Relevez, s'il vous plaît, toutes les personnes désignées par leur nom dans l'extrait ci-dessous sur l'affaire de la « sextape » à Saint-Etienne.

=== EXTRAIT DU DOCUMENT ===
▼

Alors quand, peu après, l’adjoint à l’éducation, animé par ses propres motivations, suggère de piéger Gilles Artigues sur le plan des mœurs, « [il] en parle au maire pour savoir s’il souhaite qu[il] aille plus loin », poursuit son ancien bras droit. « Il [lui] dit de voir ce qu’il en est au juste. »

« Je m’en occupe »

L’ancien chef de cabinet Pierre Gauttieri arrive au tribunal de Lyon pour assister au procès dans l’affaire de chantage à la « sextape » à Saint-Etienne, le 22 septembre 2025.

Après plusieurs échanges avec l’ambitieux adjoint à l’éducation Samy Kéfi-Jérôme et son compagnon, Gilles Rossary-Lenglet, qui admet avoir conçu cette opération de « barbouzage », Pierre Gauttieri assure « reboucler » avec le maire. Il lui expose le plan : filmer Gilles Artigues à son insu avec un prostitué. En échange, le couple veut que la mairie soutienne Samy Kéfi-Jérôme aux législatives de 2017 et 40 000 euros.

▲

(Données d'étiquetage de lieux)

▼

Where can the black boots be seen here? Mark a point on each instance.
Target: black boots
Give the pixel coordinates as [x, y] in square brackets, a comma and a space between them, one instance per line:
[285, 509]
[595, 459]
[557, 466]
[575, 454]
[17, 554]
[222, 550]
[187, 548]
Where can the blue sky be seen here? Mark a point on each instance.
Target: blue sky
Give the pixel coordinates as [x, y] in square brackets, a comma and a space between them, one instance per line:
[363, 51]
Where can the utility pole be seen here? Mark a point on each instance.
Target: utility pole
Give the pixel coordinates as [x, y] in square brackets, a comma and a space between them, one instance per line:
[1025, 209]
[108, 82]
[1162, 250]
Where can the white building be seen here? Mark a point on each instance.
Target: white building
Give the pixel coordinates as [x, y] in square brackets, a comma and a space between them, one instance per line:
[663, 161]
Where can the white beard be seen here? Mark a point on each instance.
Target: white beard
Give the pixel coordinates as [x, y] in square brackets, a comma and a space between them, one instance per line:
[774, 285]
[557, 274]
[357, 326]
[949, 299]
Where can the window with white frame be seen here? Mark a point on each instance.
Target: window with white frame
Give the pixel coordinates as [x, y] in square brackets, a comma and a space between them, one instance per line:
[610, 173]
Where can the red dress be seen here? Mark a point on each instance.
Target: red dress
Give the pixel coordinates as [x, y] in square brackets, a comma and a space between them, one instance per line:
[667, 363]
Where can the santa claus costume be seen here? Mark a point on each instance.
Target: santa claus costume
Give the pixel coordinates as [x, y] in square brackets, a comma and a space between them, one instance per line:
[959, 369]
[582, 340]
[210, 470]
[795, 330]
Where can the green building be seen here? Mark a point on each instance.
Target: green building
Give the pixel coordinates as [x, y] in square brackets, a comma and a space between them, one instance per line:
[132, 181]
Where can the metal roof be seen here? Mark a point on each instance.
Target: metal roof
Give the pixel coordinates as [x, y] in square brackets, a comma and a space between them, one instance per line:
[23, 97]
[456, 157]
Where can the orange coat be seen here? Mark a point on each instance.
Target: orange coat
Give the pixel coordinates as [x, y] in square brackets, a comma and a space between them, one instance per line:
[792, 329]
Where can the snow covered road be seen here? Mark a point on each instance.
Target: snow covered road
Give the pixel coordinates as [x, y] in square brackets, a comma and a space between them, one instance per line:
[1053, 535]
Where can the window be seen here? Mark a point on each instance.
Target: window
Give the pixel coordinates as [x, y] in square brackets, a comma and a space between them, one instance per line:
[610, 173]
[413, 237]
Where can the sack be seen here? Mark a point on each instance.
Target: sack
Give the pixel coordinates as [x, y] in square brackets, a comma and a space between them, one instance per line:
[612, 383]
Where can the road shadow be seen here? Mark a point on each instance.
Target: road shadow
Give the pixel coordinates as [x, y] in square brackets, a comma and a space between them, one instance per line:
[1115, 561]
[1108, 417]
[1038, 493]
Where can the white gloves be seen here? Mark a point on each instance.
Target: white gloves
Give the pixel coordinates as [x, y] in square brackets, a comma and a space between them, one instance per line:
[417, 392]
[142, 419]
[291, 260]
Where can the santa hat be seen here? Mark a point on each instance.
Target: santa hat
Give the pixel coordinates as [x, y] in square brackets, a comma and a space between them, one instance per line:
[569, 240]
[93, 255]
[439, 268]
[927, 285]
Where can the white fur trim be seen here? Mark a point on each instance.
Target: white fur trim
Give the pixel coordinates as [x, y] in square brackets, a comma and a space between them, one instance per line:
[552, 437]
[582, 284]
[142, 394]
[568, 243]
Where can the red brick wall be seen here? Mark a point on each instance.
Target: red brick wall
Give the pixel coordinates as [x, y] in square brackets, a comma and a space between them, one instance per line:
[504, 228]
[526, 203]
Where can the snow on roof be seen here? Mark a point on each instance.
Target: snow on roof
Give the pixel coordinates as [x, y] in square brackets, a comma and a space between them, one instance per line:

▲

=== RÉPONSE COMPLÈTE ===
- Gilles Artigues
- Pierre Gauttieri
- Samy Kéfi-Jérôme
- Gilles Rossary-Lenglet